▶ **Document passage**
+++

Oh also when I made my entries what I did was draw the map separately and then put it all together using InDesign. Scribus is a free alternative to InDesign.

----------


## J.Edward

Hey Larb - what years did you enter?

----------


## Chick

The website says below 8 points is pushing your luck.  I've looked at lots of entries, but they are mostly losers.  I want to know what characteristics make the winners into the winners  :Smile: 

I've looked at winners from previous years, but they are all so different that it's really hard to pick out what makes them attractive.  In fact, a lot of them are not even dungeons, just maps of some island or building, so it's really hard to understand what they are actually looking for.   

I just thought some people who had entered in the past might have some good advice such as gameprinter posted in the other thread  :Smile:

----------


## Chick

> I'm not much of a gamer, but this is shaping up to be very cool! It's deliciously creepy in places.


Thanks !!  That's a new description of my maps  :Smile:

----------


## Larb

J.Edward: 2012 and 2013

chick: It's hard to say exactly. Apart from the technical stuff (keeping the font size readable, keeping the description and any "rules" system neutral) I'd say just something interesting that conveys some sort of "story" if possible. Your limestone sinkhole is interesting.

+++

▶ **Instruction a**
Copy from the forum thread the passage that begins at the words "Oh also when" and stops after the words "alternative to InDesign.".

+++

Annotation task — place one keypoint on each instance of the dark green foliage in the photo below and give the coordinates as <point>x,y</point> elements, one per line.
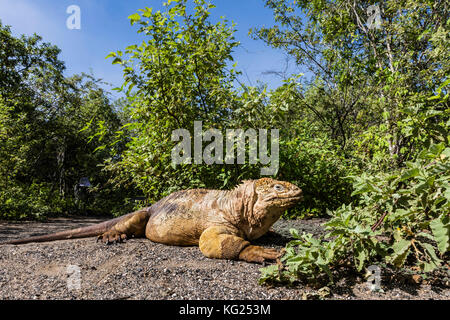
<point>43,149</point>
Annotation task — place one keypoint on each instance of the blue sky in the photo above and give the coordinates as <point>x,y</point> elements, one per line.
<point>105,28</point>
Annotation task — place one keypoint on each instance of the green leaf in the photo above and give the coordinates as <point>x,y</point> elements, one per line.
<point>411,173</point>
<point>441,231</point>
<point>401,251</point>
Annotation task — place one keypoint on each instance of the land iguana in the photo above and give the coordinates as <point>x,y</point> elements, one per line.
<point>220,222</point>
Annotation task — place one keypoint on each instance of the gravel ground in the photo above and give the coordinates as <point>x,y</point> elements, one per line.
<point>140,269</point>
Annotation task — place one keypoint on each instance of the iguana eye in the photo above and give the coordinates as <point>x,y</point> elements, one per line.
<point>278,187</point>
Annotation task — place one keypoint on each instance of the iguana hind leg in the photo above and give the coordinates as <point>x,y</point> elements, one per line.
<point>132,225</point>
<point>224,243</point>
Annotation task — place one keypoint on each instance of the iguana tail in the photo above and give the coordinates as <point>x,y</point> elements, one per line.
<point>84,232</point>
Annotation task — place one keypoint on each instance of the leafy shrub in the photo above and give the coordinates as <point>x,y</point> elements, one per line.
<point>402,217</point>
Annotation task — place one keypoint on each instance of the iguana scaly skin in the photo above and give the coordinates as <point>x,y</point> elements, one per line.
<point>220,222</point>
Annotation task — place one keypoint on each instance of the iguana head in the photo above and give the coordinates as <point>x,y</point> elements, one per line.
<point>276,195</point>
<point>264,201</point>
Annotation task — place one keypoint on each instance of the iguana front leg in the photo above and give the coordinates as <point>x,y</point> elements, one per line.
<point>223,243</point>
<point>132,225</point>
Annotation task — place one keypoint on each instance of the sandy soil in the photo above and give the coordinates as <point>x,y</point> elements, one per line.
<point>140,269</point>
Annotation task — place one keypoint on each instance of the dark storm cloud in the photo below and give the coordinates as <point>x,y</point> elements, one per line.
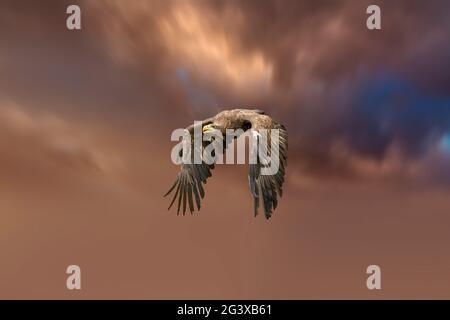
<point>313,65</point>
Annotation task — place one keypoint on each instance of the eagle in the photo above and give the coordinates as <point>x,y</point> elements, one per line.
<point>264,189</point>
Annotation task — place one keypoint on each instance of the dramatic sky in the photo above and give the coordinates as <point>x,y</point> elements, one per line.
<point>85,124</point>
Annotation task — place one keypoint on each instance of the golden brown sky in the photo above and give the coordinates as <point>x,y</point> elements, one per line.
<point>85,124</point>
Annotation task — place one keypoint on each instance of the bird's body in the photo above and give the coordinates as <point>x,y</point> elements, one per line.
<point>189,183</point>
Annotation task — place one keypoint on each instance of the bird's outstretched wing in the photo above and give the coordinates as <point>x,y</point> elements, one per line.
<point>188,185</point>
<point>267,188</point>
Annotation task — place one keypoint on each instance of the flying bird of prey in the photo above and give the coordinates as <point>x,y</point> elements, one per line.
<point>265,189</point>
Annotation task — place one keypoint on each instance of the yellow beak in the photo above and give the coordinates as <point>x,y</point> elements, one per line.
<point>206,128</point>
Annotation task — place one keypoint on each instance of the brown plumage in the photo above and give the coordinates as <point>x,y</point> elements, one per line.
<point>264,188</point>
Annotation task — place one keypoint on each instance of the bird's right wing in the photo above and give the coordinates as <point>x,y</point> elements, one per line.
<point>188,185</point>
<point>267,188</point>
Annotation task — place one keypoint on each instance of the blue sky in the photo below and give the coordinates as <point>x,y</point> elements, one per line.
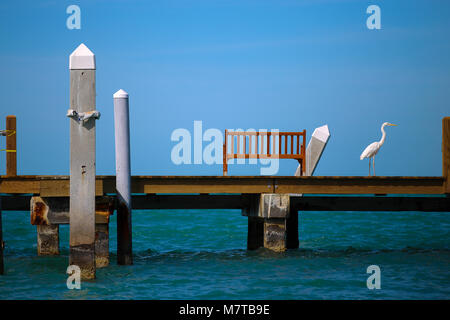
<point>287,65</point>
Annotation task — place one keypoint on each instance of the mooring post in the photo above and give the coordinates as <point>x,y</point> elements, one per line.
<point>123,178</point>
<point>11,146</point>
<point>446,153</point>
<point>314,151</point>
<point>2,271</point>
<point>82,161</point>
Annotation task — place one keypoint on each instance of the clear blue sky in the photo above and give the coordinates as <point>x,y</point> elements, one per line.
<point>289,65</point>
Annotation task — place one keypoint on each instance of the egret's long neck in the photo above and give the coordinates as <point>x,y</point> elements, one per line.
<point>383,137</point>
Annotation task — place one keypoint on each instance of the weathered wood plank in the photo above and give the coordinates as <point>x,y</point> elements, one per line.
<point>203,185</point>
<point>307,203</point>
<point>245,184</point>
<point>359,185</point>
<point>55,210</point>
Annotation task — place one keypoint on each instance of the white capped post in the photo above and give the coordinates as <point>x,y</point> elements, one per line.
<point>315,149</point>
<point>82,161</point>
<point>123,178</point>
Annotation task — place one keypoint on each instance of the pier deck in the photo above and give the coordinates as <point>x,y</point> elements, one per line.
<point>58,186</point>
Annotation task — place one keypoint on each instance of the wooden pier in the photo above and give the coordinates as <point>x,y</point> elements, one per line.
<point>271,203</point>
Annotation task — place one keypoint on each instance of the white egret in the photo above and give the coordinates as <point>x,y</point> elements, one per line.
<point>372,149</point>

+++

▶ **Instruction b**
Turn the rows above into a Markdown table with columns No. and Content. Start at the line that has "of the green", stop after the line that has "<point>264,201</point>", number each line, and skip any blank ones.

▶ **Final result a**
Oh also when I made my entries what I did was draw the map separately and then put it all together using InDesign. Scribus is a free alternative to InDesign.

▶ **Final result b**
| No. | Content |
|---|---|
| 1 | Annotation task — place one keypoint on each instance of the green leaf in the photo above and give the coordinates as <point>x,y</point> elements, one per line. |
| 2 | <point>411,173</point> |
| 3 | <point>441,231</point> |
| 4 | <point>401,251</point> |
| 5 | Annotation task — place one keypoint on each instance of the land iguana in the photo above and give the coordinates as <point>x,y</point> elements, one per line. |
| 6 | <point>220,222</point> |
| 7 | Annotation task — place one keypoint on each instance of the gravel ground in the photo above and give the coordinates as <point>x,y</point> elements, one per line. |
| 8 | <point>140,269</point> |
| 9 | Annotation task — place one keypoint on each instance of the iguana eye in the photo above and give the coordinates as <point>x,y</point> elements, one per line. |
| 10 | <point>278,187</point> |
| 11 | Annotation task — place one keypoint on each instance of the iguana hind leg in the photo above and give the coordinates as <point>x,y</point> elements, one per line. |
| 12 | <point>132,225</point> |
| 13 | <point>224,243</point> |
| 14 | Annotation task — place one keypoint on each instance of the iguana tail in the photo above and give the coordinates as <point>x,y</point> elements, one per line. |
| 15 | <point>84,232</point> |
| 16 | Annotation task — place one keypoint on each instance of the leafy shrub in the photo above and give the coordinates as <point>x,y</point> elements, one per line. |
| 17 | <point>402,217</point> |
| 18 | Annotation task — place one keypoint on each instance of the iguana scaly skin in the photo above and give the coordinates as <point>x,y</point> elements, one per line. |
| 19 | <point>220,222</point> |
| 20 | Annotation task — place one keypoint on each instance of the iguana head in the photo above and give the coordinates as <point>x,y</point> elements, one per line. |
| 21 | <point>276,195</point> |
| 22 | <point>264,201</point> |